*Exercise instructions*. Can you copy the data from the line containing "Locate every instance of the black pants" down to the end, replacing "drop a point" with "place a marker" and leaving everything else unchanged?

*Materials provided*.
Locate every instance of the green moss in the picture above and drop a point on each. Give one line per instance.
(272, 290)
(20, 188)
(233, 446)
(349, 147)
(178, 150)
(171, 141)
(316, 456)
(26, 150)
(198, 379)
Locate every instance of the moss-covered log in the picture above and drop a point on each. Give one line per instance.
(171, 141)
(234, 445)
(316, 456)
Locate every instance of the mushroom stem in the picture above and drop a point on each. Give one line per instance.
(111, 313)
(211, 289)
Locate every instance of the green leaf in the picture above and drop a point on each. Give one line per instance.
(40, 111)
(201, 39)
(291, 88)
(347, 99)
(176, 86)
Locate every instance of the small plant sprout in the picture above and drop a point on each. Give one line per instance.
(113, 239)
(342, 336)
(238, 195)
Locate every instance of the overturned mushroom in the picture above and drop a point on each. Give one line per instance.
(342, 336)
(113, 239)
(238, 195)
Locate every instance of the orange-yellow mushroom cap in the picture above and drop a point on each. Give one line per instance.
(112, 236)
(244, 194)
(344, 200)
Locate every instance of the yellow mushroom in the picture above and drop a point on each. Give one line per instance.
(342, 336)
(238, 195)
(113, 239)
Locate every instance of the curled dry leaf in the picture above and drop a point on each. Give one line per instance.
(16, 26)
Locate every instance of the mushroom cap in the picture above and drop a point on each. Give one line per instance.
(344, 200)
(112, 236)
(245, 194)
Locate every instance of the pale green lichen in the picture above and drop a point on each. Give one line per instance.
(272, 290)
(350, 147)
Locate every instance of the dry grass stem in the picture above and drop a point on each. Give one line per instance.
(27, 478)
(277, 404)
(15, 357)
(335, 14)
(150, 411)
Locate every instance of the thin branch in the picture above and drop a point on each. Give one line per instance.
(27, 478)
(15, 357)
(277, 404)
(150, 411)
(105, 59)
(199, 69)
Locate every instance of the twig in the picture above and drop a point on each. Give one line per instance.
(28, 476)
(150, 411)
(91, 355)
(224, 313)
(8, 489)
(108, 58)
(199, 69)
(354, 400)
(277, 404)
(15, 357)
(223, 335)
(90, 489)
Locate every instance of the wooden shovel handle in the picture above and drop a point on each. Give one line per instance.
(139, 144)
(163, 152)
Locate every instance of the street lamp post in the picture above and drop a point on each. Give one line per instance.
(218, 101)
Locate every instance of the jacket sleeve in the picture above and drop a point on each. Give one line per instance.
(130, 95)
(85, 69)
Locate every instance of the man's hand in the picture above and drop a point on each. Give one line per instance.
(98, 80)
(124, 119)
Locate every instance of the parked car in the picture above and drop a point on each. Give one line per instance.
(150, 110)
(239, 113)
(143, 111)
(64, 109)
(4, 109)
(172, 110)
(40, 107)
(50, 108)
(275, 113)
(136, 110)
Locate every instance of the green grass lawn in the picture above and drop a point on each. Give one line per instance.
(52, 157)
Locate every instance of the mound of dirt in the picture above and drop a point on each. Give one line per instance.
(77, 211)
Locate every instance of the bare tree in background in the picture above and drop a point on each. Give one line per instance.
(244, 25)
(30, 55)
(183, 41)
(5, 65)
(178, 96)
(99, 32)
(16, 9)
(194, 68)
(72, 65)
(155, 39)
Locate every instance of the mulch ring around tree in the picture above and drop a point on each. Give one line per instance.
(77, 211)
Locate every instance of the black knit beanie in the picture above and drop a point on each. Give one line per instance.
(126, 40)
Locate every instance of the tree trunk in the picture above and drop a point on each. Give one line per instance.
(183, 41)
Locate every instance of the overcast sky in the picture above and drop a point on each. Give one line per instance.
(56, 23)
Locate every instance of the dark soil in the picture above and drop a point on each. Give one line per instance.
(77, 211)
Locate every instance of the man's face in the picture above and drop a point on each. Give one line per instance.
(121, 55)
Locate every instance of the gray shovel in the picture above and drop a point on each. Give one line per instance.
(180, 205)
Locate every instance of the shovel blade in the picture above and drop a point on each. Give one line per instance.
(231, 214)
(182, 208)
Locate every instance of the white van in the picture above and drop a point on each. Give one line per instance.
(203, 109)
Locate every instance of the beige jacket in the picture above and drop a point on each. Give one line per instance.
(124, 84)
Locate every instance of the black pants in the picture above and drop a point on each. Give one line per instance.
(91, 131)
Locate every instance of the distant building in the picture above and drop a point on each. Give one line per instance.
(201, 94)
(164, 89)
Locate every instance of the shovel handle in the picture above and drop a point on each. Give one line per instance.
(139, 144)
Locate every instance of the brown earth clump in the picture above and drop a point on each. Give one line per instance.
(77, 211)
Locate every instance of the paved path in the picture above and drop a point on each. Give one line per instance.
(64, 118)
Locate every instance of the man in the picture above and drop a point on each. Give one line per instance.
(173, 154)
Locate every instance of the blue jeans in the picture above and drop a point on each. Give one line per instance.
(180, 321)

*Answer to this task*.
Locate every instance of the black pants in the picture above and place a marker on each. Give one line per instance.
(91, 131)
Locate every instance of the distant building in the picture above and place a marker on each. Give one line per instance.
(201, 94)
(164, 89)
Locate every instance of the shovel handle in the picture above and place a marker on each. Give one line per instance.
(139, 144)
Locate every instance of the brown earth clump in the picture above and place a marker on each. Give one line per instance.
(77, 211)
Locate every instance of the paved path in the picture above and place a marker on each. Give one line per instance.
(64, 118)
Locate every instance of the man in the picture above and place a marker on each. Give one line per instance.
(173, 154)
Locate every instance of the blue jeans in the picture above and place a marker on each. Give one line per instance.
(180, 321)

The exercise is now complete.